DOCUMENT EXTRACT:
++++++++++++++++++++

Quote Originally Posted by LotsaBalls View Post
I need to take a genetics class... All this pheno whoknow idontknow stuff is hard to follow. So, recessive lethal. How do you prove that? Would it be just the fact of no super spider existing?
Taking biology classes is a wonderful idea! I highly encourage it for anyone in the hobby. Heck you don't even really need a class. Wikipedia (longer articles with plenty of references are best) and textbooks get you quite a ways on your own.

As far as proving recessive lethality.. with the jaguar trait in carpet pythons, it's easy. Hatchlings don't fully develop in the egg, and they die off before melanin production occurs. You get all-white baby snakes, dead in their eggs, that ALMOST go full term. It's worked out to be about on average 1/4 of a clutch is dead white snakes from a jag x jag breeding, so it's been inferred that the jaguar trait is homozygous-lethal.

++++++++++++++++++++

MATERIAL SHOWN:
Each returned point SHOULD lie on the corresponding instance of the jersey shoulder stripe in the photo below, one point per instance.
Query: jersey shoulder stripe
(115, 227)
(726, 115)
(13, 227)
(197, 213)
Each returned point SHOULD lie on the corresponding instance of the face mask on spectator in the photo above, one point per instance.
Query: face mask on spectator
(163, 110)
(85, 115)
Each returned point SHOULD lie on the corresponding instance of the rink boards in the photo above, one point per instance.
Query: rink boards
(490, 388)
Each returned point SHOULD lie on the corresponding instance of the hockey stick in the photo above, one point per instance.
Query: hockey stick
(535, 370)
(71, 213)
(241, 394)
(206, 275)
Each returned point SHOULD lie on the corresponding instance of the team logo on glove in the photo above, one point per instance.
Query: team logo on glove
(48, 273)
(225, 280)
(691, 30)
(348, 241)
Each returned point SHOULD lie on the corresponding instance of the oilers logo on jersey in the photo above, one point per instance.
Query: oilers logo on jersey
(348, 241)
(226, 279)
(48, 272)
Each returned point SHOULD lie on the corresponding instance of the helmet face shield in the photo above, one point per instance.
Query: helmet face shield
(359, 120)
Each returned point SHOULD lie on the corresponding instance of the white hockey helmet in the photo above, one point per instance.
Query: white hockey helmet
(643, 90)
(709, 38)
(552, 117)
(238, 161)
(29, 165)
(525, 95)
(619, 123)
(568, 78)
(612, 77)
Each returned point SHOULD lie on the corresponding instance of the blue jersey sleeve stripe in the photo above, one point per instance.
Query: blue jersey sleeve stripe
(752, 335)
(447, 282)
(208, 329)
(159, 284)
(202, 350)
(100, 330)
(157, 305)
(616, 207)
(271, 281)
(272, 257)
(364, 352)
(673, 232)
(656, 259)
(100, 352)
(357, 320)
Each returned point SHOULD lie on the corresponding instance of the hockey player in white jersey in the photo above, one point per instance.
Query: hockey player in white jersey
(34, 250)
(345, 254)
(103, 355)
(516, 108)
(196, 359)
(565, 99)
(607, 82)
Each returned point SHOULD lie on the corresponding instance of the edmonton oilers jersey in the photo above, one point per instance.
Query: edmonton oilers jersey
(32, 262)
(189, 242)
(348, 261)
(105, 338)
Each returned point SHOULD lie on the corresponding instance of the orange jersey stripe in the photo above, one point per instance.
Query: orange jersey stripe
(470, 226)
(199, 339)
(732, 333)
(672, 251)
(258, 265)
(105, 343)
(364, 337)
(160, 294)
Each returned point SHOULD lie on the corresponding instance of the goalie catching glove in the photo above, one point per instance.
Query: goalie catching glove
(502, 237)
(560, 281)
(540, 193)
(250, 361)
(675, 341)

++++++++++++++++++++

TASK INSTRUCTIONS: Retype the forum post on recessive lethal traits, beginning at the words "Taking biology classes" and stopping after "trait is homozygous-lethal.".

SOLUTION TO THE EXERCISE:
Taking biology classes is a wonderful idea! I highly encourage it for anyone in the hobby. Heck you don't even really need a class. Wikipedia (longer articles with plenty of references are best) and textbooks get you quite a ways on your own.

As far as proving recessive lethality.. with the jaguar trait in carpet pythons, it's easy. Hatchlings don't fully develop in the egg, and they die off before melanin production occurs. You get all-white baby snakes, dead in their eggs, that ALMOST go full term. It's worked out to be about on average 1/4 of a clutch is dead white snakes from a jag x jag breeding, so it's been inferred that the jaguar trait is homozygous-lethal.